▸ **Problem details**
Only the lines from the one containing "Target: evergreen tree" through the last line of the entries are wanted. Transcribe them exactly.

▸ **Listed records**
----------------

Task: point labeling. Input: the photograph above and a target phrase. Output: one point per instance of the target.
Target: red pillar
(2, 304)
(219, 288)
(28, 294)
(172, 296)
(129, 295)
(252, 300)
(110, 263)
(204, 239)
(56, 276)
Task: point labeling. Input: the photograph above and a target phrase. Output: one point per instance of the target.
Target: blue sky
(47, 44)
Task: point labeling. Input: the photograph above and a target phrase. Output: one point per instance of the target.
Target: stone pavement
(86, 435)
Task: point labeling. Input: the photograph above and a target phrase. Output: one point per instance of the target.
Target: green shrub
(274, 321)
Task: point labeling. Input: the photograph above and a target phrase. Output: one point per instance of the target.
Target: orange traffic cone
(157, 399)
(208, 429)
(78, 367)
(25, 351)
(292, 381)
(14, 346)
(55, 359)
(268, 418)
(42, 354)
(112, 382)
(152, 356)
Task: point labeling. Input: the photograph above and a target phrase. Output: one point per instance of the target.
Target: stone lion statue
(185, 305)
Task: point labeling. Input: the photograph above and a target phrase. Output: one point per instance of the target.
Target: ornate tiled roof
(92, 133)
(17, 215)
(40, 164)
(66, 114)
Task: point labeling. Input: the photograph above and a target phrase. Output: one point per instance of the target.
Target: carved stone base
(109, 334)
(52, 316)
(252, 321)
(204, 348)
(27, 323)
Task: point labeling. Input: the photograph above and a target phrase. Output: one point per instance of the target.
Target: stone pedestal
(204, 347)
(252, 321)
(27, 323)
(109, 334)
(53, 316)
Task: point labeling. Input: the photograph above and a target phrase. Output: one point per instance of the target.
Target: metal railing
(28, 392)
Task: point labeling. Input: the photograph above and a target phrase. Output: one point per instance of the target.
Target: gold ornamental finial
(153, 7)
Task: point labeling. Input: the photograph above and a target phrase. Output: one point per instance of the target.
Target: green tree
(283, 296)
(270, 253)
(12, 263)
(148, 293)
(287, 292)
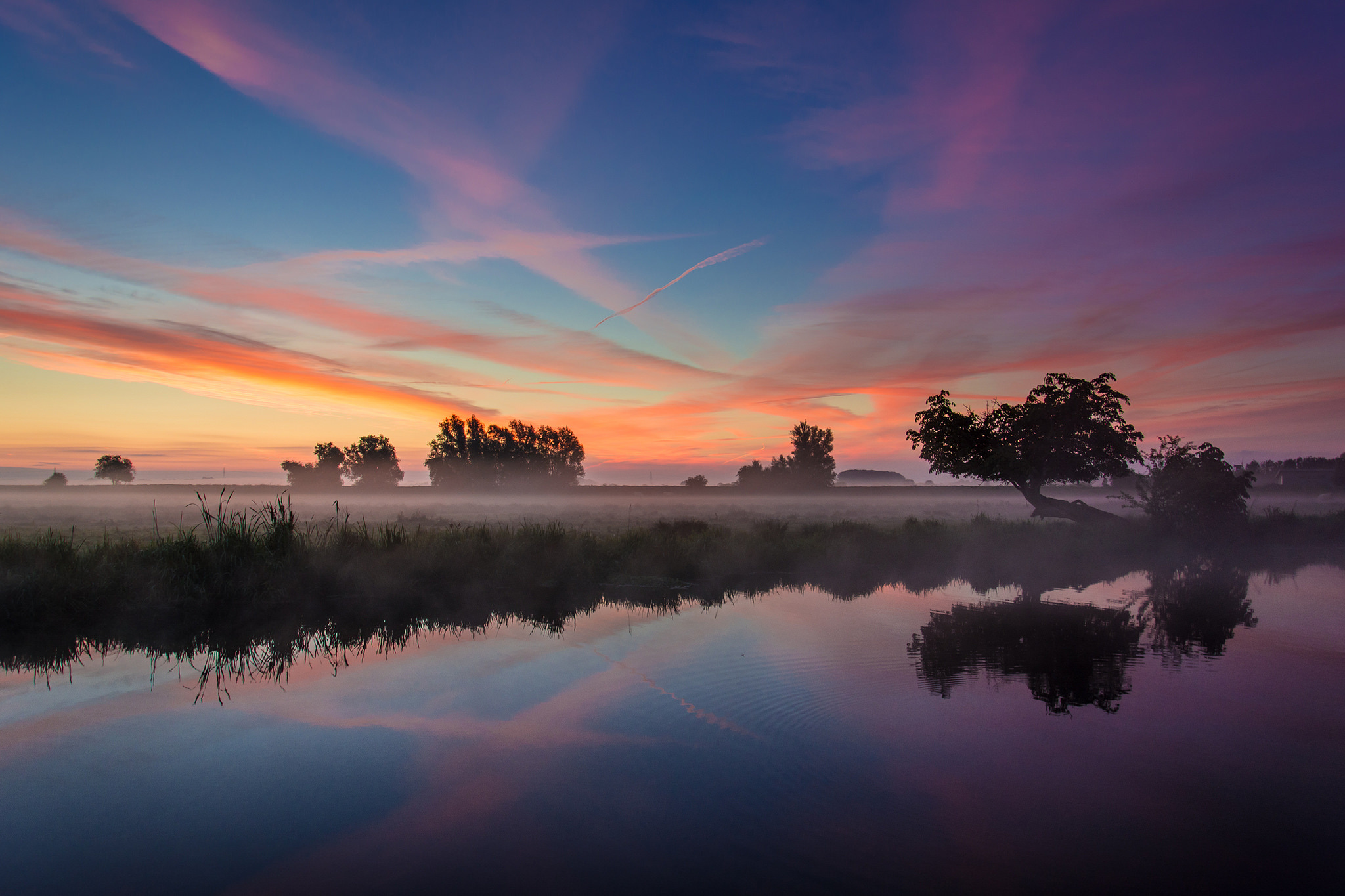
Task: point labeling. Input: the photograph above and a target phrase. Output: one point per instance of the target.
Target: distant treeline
(470, 454)
(466, 454)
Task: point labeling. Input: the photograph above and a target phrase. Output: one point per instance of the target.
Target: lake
(1179, 731)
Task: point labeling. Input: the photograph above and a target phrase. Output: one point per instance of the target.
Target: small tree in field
(115, 468)
(322, 475)
(1069, 430)
(1191, 488)
(808, 467)
(470, 454)
(372, 464)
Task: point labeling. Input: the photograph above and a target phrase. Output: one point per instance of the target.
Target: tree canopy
(372, 464)
(807, 467)
(472, 454)
(324, 473)
(1067, 430)
(115, 468)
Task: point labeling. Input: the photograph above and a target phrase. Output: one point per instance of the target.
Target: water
(1179, 733)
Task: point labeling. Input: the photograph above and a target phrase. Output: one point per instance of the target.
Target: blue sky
(309, 222)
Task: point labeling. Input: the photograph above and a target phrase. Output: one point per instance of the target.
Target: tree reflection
(1069, 654)
(1196, 608)
(1079, 654)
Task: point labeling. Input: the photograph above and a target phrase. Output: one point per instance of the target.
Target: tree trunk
(1076, 511)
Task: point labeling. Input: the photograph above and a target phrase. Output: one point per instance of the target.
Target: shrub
(115, 468)
(1191, 486)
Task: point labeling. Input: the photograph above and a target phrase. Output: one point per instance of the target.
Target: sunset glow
(232, 230)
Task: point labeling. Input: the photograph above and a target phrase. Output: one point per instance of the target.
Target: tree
(1191, 488)
(472, 454)
(808, 467)
(322, 475)
(115, 468)
(372, 464)
(1069, 430)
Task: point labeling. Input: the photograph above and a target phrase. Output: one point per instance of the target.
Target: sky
(233, 230)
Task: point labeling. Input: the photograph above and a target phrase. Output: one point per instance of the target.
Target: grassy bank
(256, 587)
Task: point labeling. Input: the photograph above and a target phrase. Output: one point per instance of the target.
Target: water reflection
(1078, 654)
(1070, 654)
(1196, 608)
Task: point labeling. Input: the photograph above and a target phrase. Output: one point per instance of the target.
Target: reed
(256, 589)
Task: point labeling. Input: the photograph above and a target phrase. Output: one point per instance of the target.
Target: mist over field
(129, 509)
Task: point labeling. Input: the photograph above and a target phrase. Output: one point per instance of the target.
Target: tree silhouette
(372, 464)
(1069, 430)
(808, 467)
(472, 454)
(1191, 488)
(115, 468)
(1069, 654)
(322, 475)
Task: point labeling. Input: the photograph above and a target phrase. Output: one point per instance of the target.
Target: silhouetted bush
(807, 467)
(115, 468)
(324, 473)
(372, 464)
(1191, 488)
(471, 454)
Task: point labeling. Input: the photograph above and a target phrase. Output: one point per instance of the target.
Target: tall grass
(255, 589)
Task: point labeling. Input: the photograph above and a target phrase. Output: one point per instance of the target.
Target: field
(131, 511)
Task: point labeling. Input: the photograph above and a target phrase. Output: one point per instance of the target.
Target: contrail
(712, 259)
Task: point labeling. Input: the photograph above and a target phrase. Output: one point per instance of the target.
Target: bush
(1191, 486)
(372, 463)
(115, 468)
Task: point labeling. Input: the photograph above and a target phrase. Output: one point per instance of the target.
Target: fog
(131, 509)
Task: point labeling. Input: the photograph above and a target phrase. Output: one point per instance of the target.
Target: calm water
(1172, 735)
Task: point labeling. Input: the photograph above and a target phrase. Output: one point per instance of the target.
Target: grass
(255, 589)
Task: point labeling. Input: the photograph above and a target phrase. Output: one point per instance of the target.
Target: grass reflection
(250, 593)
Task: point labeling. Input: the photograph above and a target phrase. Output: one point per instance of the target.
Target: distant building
(872, 477)
(1320, 479)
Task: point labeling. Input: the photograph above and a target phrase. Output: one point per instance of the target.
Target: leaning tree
(1069, 430)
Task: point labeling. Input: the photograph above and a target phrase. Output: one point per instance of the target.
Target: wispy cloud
(713, 259)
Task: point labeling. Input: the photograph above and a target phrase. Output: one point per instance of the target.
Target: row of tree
(464, 454)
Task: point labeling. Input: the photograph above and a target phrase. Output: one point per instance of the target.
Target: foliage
(324, 473)
(807, 467)
(1191, 486)
(372, 464)
(1067, 430)
(115, 468)
(471, 454)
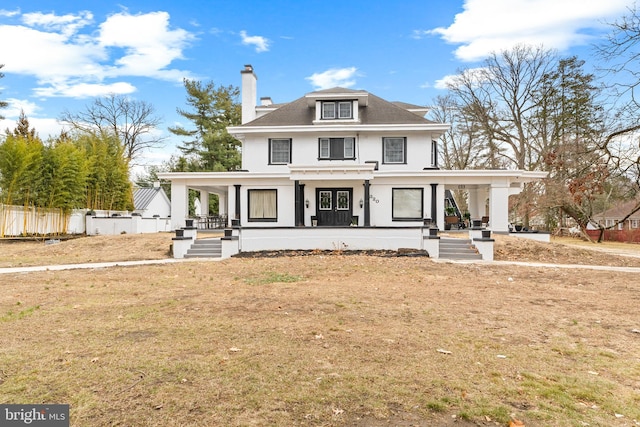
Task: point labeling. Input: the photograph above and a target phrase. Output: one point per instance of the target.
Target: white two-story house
(332, 159)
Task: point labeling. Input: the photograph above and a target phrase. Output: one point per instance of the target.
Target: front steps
(205, 248)
(458, 249)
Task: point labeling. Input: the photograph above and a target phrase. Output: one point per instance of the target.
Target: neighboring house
(615, 215)
(336, 158)
(151, 202)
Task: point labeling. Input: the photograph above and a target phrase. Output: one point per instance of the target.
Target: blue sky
(61, 55)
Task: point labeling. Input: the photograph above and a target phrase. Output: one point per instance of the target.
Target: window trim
(271, 140)
(261, 219)
(393, 204)
(337, 112)
(384, 150)
(342, 155)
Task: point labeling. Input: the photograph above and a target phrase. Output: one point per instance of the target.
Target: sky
(60, 55)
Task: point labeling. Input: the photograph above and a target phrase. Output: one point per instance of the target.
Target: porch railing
(211, 222)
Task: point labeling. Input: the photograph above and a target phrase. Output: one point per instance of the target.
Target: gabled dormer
(337, 105)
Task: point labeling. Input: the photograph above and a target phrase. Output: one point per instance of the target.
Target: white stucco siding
(368, 147)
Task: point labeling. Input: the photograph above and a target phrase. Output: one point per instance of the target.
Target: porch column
(223, 208)
(238, 205)
(298, 197)
(499, 207)
(367, 206)
(439, 198)
(222, 204)
(434, 206)
(204, 202)
(179, 204)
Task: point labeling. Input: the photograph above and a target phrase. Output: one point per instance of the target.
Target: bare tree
(501, 98)
(462, 146)
(132, 122)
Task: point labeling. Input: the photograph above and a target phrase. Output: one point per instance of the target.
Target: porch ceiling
(332, 172)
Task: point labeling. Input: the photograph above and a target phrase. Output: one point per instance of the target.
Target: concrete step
(205, 248)
(458, 249)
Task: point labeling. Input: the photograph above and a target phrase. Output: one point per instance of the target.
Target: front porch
(257, 239)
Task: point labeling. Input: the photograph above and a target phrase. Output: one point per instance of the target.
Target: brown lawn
(321, 340)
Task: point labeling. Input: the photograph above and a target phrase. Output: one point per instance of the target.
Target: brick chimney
(249, 94)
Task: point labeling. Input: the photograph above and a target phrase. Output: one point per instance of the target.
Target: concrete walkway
(548, 265)
(94, 265)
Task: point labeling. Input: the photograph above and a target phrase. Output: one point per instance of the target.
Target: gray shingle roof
(142, 197)
(377, 111)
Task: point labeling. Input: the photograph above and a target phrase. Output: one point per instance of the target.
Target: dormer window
(332, 110)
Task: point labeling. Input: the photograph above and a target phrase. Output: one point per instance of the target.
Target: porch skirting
(254, 239)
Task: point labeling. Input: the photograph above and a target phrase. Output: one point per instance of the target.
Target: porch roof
(332, 172)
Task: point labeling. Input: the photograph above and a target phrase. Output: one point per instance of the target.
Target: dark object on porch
(212, 222)
(451, 222)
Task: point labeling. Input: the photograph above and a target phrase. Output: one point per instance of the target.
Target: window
(394, 150)
(279, 151)
(407, 204)
(337, 110)
(337, 148)
(263, 205)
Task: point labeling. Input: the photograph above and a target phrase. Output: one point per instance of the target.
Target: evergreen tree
(208, 146)
(3, 104)
(108, 186)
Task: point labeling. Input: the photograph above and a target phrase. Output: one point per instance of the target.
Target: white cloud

----------------

▸ **Result for this exercise**
Target: evergreen tree
(208, 146)
(3, 104)
(108, 186)
Task: point labeling. Input: the photograph above and a target phrase. Output: one point per instance of the target.
Target: white cloud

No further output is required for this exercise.